Source data
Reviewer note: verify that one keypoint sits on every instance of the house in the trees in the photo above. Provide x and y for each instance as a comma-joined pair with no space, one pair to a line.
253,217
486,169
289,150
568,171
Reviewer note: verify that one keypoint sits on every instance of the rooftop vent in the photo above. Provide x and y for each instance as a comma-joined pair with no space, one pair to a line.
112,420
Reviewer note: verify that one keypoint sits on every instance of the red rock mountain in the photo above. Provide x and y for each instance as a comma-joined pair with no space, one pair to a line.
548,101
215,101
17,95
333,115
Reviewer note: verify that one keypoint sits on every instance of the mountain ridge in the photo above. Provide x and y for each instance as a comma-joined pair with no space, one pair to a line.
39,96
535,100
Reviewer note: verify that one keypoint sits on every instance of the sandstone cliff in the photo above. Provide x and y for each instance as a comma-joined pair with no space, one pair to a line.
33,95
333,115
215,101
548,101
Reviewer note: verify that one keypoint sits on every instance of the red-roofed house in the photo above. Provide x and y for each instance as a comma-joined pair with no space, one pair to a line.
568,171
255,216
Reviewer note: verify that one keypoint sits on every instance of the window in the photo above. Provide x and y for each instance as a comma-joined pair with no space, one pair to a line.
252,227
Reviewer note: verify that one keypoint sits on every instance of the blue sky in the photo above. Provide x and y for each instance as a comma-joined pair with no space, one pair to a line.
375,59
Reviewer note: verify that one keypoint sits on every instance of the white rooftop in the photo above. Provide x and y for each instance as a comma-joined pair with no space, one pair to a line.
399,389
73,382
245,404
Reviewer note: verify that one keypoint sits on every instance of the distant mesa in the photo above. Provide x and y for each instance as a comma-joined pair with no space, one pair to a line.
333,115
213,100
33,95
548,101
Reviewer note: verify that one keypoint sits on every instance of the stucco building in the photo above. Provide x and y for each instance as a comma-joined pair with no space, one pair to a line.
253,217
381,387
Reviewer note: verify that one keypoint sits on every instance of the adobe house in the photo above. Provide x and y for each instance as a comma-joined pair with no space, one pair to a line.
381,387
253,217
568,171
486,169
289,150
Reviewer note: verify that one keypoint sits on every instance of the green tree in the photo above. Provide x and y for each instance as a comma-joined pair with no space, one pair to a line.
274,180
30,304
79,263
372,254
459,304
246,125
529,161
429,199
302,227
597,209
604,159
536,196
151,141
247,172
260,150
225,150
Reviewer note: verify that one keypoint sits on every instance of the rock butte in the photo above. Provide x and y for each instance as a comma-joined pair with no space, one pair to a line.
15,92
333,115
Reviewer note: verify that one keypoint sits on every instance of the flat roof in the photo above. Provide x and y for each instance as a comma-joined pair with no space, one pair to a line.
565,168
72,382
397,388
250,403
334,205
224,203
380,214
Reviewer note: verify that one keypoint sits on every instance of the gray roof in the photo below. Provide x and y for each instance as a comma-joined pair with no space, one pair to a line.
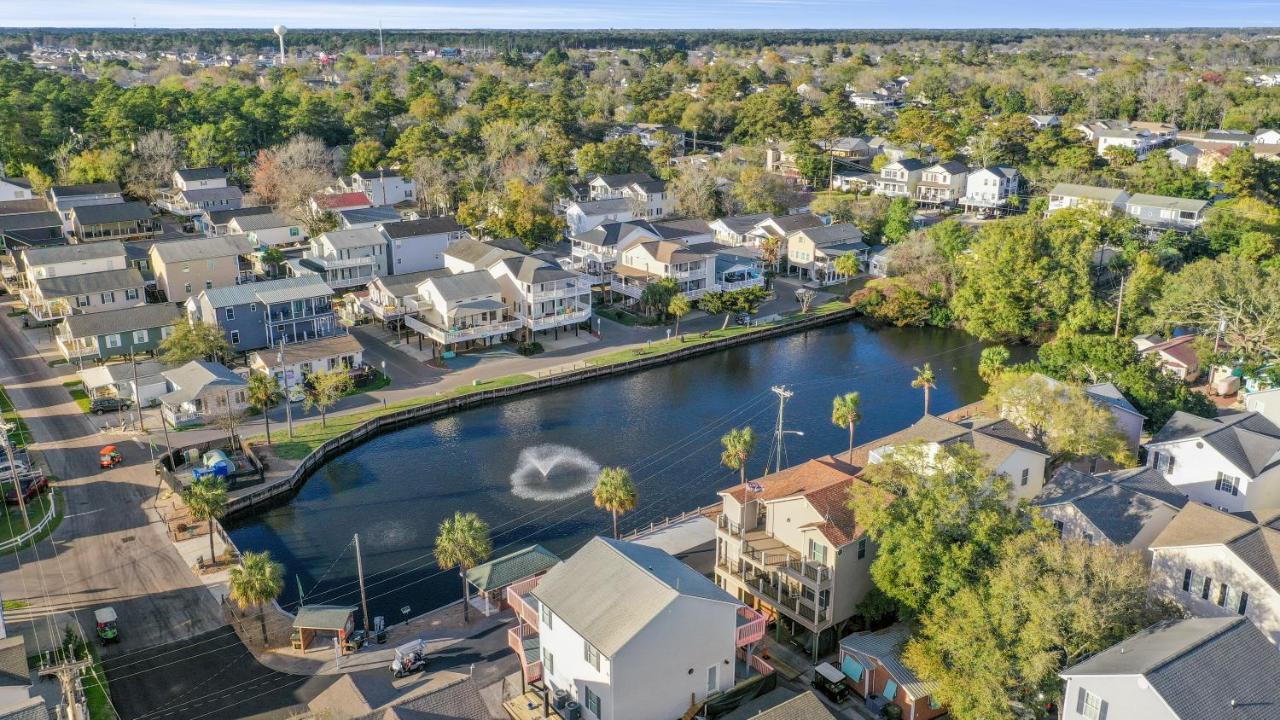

■ **Directions**: Output all of the lines above as a numbered list, omitting blank lines and leaving out the pictures.

■ **Task result**:
1. Reviewer note: verify that one keypoint sits on every instance of the house in the trees in the photo above. Provide x and y for each instance as a comma-joined pair with no space, one pair to a line.
2. 253,217
3. 486,169
4. 289,150
5. 568,171
6. Reviewer note: verify that one keypoint sits on every instance of the rooftop vent in the photo above. Provide x and y for each instance as a comma-joined pair with no space, one pair to a line.
7. 112,420
8. Reviewer note: verify that one keypoint sits on every instance of the red rock mountain in the photo above. Provide x and y for each instance as a comma-joined pair with no space, one pair to a line.
9. 548,101
10. 215,101
11. 17,95
12. 333,115
13. Reviewer note: verify that one keypoint sits on every instance of the mountain ridge in the photo above. Provide x and y for each instance as a comma-joined pair with no space, one pair to a line.
14. 39,96
15. 535,100
16. Reviewer note: verify that one keypoint sits on every instance of the sandstone cliff in the photo above. Provide x and y for each instance as a comma-joined pair with no space, one pair to a line.
17. 33,95
18. 333,115
19. 215,101
20. 548,101
21. Reviewer note: verify that one keypoint sits on every instance of the red-roofed house in the photo above. Provide x and y for each instance as a comma-joined pair with no space, one pair to a line.
22. 568,171
23. 255,216
24. Reviewer note: verify that one keypoint sits on every instance of the window in the photo above. Provide x and y for each instance as a comma-joined pair with no space, one pair to a line.
25. 252,227
26. Reviewer note: verify that one keypoint sits on every instance of the blue sky in the photo above. Provide x and y for each instance as a comma-joined pair with no space, one pair to a line.
27. 375,59
28. Reviewer note: verify that one keypoint sits on every instance of the white rooftop in the photo above. Provide x and y for each instance as a comma-joined pair with no space, one pair to a line.
29. 399,389
30. 73,382
31. 245,404
32. Reviewer note: verify that one keypoint sits on every instance of the distant mesa in the photo above. Provide x and y for each instance as a comma-joined pair with no space, one pair to a line.
33. 333,115
34. 213,100
35. 33,95
36. 548,101
37. Reviewer note: verify that one keypoint sits on every instance of the stucco building in the photo above. Provide x and y for each instance as a comma-joined pair with no space, one pair to a line.
38. 253,217
39. 381,387
40. Reviewer note: verify that one keypoint sits on every instance of the adobe house in the photo above. Provide x and y for each instance as a comma-joined pair with no space, one pair to a line.
41. 381,387
42. 253,217
43. 568,171
44. 486,169
45. 289,150
46. Reviewer note: verify that one keypoint sits on every instance of the green tree in the photo above. Provide x and y for each instance as a comma-joined pair with no space, one pair to a line.
47. 274,180
48. 30,304
49. 79,263
50. 372,254
51. 459,304
52. 246,125
53. 529,161
54. 429,199
55. 302,227
56. 597,209
57. 604,159
58. 536,196
59. 151,141
60. 247,172
61. 260,150
62. 225,150
63. Reviewer note: verify that one keypoint sits on every instance of the rock butte in the photo above. Provide x and y for each instance as a comma-joined pair with no space, one pair to a line.
64. 15,92
65. 333,115
66. Reviewer note: verify that one keypoint sits on every instance of the flat roof in the photo above. Provide x and y for each instance as a comma-joined pair with no space, one pair to a line.
67. 565,168
68. 72,382
69. 397,388
70. 250,403
71. 334,205
72. 224,203
73. 380,214
74. Reviewer note: verify that one keypoint sits on every instance of the gray roof in the photo below. Provide x and y for each instance as a comma-joined pair with no space, one pair to a line.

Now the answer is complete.